=== Begin Enclosure ===
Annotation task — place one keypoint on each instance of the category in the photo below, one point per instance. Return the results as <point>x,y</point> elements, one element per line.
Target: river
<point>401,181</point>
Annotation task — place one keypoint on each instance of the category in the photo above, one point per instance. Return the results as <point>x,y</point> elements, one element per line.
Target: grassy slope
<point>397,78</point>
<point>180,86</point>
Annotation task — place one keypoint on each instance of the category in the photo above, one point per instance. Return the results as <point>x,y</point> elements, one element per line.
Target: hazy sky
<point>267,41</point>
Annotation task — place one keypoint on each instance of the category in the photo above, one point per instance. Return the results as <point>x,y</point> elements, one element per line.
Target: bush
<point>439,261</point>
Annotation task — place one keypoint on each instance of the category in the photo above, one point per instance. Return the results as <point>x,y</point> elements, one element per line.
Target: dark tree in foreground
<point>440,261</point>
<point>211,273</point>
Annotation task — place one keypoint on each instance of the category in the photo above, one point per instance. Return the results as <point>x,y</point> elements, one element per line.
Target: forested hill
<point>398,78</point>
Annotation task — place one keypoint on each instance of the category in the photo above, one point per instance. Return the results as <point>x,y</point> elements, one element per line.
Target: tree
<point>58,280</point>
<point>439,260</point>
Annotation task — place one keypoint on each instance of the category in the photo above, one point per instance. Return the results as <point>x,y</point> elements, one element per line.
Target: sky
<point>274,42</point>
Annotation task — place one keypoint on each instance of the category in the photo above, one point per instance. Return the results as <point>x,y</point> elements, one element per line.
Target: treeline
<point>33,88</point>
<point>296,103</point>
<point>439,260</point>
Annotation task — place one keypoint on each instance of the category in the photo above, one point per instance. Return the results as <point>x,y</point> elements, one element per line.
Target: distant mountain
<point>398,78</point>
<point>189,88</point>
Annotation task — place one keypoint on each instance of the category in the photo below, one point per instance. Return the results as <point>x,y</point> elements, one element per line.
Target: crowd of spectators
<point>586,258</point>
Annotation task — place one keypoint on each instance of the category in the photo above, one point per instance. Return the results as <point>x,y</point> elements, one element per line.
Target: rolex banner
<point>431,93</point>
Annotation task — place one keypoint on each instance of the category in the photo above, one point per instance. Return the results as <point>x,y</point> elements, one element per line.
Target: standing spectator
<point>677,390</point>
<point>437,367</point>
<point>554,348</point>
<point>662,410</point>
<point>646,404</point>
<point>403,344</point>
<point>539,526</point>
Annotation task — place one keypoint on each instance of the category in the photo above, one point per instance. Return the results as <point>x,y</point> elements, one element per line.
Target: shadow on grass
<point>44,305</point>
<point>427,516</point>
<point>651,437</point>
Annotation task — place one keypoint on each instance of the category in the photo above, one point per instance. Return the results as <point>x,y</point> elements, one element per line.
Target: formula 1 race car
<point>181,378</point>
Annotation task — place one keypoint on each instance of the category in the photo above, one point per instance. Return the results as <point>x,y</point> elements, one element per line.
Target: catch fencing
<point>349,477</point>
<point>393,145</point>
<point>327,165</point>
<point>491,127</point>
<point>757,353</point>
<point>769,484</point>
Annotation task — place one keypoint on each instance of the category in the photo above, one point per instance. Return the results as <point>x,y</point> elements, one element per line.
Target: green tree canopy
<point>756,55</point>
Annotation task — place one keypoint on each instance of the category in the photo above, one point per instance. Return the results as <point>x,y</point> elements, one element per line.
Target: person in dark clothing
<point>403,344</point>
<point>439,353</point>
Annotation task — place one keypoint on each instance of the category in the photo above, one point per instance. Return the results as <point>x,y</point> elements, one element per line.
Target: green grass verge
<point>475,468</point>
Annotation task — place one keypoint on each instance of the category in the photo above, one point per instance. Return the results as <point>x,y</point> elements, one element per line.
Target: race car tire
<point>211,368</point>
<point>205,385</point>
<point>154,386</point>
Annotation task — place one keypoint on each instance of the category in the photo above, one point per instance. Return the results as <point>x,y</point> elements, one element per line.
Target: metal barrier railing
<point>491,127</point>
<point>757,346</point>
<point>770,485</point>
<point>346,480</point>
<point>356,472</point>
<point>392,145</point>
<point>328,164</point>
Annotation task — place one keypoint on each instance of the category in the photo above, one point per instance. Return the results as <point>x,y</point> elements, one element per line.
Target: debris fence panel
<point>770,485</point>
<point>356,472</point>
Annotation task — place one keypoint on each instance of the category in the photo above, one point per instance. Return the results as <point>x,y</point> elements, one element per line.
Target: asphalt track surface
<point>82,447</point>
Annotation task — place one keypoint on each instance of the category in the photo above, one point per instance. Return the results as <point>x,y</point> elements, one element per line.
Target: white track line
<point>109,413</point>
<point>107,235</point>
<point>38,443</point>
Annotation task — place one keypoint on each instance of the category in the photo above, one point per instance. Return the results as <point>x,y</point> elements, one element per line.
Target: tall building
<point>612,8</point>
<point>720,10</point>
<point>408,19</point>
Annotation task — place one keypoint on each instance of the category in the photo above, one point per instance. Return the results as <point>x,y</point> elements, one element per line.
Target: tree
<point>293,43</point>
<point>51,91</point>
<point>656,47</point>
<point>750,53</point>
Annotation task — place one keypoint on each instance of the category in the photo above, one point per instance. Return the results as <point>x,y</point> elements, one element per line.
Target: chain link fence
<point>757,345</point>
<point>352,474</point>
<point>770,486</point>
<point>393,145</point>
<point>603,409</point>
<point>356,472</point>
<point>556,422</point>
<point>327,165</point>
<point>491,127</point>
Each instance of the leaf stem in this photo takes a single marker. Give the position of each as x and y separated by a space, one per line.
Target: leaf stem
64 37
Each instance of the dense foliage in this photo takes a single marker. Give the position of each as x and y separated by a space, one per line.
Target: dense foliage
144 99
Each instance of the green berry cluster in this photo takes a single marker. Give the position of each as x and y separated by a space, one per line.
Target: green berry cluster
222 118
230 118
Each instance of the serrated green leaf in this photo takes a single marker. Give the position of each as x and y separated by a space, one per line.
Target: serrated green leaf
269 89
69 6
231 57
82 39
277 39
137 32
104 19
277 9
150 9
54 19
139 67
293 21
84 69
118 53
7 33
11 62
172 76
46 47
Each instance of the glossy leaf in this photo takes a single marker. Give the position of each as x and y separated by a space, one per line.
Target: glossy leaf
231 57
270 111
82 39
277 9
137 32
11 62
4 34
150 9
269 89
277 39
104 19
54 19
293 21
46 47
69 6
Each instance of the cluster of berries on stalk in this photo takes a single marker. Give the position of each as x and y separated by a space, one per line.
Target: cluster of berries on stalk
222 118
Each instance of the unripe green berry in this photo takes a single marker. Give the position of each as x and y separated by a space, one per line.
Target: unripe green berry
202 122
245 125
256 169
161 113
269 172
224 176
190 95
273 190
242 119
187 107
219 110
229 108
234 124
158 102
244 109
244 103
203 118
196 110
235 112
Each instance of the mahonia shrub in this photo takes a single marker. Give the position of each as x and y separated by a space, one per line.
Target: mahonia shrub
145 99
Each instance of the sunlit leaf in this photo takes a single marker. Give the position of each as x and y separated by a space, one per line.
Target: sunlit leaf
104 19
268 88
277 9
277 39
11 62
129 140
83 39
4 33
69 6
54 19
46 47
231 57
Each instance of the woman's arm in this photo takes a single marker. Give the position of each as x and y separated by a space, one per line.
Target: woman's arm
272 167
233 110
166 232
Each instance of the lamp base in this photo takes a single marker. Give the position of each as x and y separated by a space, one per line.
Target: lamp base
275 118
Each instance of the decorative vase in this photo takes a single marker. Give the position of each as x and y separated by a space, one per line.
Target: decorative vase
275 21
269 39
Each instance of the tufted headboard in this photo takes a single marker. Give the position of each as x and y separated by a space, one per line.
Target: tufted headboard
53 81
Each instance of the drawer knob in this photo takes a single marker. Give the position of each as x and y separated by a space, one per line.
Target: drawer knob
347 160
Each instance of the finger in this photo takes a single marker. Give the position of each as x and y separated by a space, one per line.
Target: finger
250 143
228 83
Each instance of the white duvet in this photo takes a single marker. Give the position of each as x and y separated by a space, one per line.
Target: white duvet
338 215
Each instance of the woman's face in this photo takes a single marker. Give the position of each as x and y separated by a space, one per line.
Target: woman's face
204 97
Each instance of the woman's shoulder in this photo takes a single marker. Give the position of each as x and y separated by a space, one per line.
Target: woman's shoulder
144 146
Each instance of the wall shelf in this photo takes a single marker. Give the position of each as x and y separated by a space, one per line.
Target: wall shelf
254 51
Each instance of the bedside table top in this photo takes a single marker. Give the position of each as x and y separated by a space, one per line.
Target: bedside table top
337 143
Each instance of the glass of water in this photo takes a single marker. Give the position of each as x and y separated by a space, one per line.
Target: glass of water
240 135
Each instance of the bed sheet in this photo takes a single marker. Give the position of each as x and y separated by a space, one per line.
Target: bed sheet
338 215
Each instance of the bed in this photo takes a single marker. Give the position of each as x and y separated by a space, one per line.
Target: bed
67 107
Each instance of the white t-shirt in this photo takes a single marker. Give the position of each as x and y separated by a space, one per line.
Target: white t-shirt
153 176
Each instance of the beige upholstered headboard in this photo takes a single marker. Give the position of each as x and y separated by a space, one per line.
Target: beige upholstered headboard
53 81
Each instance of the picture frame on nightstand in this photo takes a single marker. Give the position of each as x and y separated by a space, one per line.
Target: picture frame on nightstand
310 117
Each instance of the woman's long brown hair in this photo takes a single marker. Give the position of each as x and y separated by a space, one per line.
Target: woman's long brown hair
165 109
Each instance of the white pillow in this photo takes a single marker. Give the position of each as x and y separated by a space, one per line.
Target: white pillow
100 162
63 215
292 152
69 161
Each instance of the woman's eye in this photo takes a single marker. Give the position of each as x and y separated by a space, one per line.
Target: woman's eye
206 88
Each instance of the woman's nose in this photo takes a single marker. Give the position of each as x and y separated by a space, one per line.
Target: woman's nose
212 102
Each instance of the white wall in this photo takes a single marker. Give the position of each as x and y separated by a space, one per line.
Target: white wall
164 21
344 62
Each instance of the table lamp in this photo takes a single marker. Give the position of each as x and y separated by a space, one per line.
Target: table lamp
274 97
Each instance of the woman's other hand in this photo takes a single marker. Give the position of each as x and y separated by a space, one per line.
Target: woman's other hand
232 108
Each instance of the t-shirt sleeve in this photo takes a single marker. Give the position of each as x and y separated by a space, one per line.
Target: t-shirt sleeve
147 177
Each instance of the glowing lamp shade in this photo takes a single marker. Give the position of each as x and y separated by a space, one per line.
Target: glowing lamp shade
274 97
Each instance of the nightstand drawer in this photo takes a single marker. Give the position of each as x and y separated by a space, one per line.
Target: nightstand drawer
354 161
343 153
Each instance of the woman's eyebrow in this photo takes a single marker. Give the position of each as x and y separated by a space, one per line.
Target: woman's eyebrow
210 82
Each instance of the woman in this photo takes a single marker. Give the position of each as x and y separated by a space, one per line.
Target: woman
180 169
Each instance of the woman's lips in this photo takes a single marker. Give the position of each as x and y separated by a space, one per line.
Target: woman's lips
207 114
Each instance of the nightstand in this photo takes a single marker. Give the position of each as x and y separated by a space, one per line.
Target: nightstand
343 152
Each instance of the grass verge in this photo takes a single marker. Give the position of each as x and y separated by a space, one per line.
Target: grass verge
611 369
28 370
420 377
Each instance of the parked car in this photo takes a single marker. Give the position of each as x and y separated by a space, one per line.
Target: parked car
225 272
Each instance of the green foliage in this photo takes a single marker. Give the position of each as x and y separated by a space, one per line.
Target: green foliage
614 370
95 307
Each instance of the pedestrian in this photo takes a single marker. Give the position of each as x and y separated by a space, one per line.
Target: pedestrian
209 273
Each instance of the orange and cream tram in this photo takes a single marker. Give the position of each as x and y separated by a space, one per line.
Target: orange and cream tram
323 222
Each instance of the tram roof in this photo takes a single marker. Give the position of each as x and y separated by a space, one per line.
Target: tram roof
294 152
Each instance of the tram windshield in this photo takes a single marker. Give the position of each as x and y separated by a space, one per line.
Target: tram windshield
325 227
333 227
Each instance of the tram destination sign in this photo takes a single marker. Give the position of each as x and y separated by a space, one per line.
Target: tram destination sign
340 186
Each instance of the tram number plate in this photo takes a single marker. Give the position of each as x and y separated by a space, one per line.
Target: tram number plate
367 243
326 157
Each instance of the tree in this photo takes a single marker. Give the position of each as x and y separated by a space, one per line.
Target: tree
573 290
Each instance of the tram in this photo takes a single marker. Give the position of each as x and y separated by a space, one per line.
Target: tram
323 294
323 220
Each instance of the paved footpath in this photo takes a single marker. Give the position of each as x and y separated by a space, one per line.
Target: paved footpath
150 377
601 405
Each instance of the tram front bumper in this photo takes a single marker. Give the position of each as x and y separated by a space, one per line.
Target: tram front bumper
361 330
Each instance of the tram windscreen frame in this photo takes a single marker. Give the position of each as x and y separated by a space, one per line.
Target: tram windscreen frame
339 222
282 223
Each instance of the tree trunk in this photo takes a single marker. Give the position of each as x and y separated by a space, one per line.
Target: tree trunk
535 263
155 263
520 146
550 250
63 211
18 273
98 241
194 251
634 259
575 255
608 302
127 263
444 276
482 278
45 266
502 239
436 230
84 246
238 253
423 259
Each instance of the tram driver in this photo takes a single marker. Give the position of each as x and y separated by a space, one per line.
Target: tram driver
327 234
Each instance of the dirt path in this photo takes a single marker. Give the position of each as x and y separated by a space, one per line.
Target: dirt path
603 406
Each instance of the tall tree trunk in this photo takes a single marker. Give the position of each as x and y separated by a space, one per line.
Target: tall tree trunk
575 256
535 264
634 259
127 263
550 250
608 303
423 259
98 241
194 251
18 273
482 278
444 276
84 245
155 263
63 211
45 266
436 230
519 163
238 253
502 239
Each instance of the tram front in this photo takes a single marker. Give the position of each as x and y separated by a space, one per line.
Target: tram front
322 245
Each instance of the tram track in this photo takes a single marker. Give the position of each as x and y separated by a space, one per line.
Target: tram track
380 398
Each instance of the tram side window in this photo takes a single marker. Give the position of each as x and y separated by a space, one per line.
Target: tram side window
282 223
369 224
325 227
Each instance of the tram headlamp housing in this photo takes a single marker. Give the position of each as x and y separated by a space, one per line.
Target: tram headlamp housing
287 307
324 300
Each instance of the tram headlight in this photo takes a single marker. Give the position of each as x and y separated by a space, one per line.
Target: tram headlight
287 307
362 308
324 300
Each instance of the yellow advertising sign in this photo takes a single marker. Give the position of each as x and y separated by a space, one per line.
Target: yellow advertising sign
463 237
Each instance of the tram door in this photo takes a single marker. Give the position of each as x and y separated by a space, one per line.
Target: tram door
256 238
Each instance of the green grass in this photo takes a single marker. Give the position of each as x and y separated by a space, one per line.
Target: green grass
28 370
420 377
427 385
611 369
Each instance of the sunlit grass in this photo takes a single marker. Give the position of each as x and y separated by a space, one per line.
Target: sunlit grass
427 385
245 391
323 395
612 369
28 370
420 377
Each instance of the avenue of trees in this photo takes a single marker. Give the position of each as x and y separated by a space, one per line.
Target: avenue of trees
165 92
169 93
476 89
=== End Enclosure ===
__WHAT YOU SHOULD DO__.
A verbatim transcription is required of the lines from the one with "Each instance of the tram headlamp" through the final line of the entries above, and of nothing else.

__SOLUTION FOR THIS TASK__.
Each instance of the tram headlamp housing in this photo takes a single marker. Give the position of each as x and y separated by a space, one per line.
Target: tram headlamp housing
287 307
324 300
Each instance of the tram headlight in this photo takes a single marker. Give the position of each as x and y separated by a space, one per line.
Target: tram headlight
287 307
362 308
324 300
Each instance of the yellow advertising sign in this photo takes a single marker. Give the position of each as x and y separated by a space, one per line.
Target: yellow advertising sign
463 237
Each instance of the tram door in this photo takes a single marker. Give the position of each as x and y separated by a space, one per line.
Target: tram door
256 238
Each instance of the green grass in this photo takes a single marker. Give the position of each as x and y separated by a space, one per line.
Target: green grass
28 370
420 377
427 385
611 369
Each instance of the sunlit grass in this photo takes a single marker. Give the position of each as x and y separated by a space, one per line.
Target: sunlit grass
427 385
245 391
323 395
612 369
28 370
420 377
Each instance of the avenue of trees in this photo takes a single marker. Give the position of each as x and y separated by a space, one per line.
Target: avenue of trees
165 92
169 93
476 89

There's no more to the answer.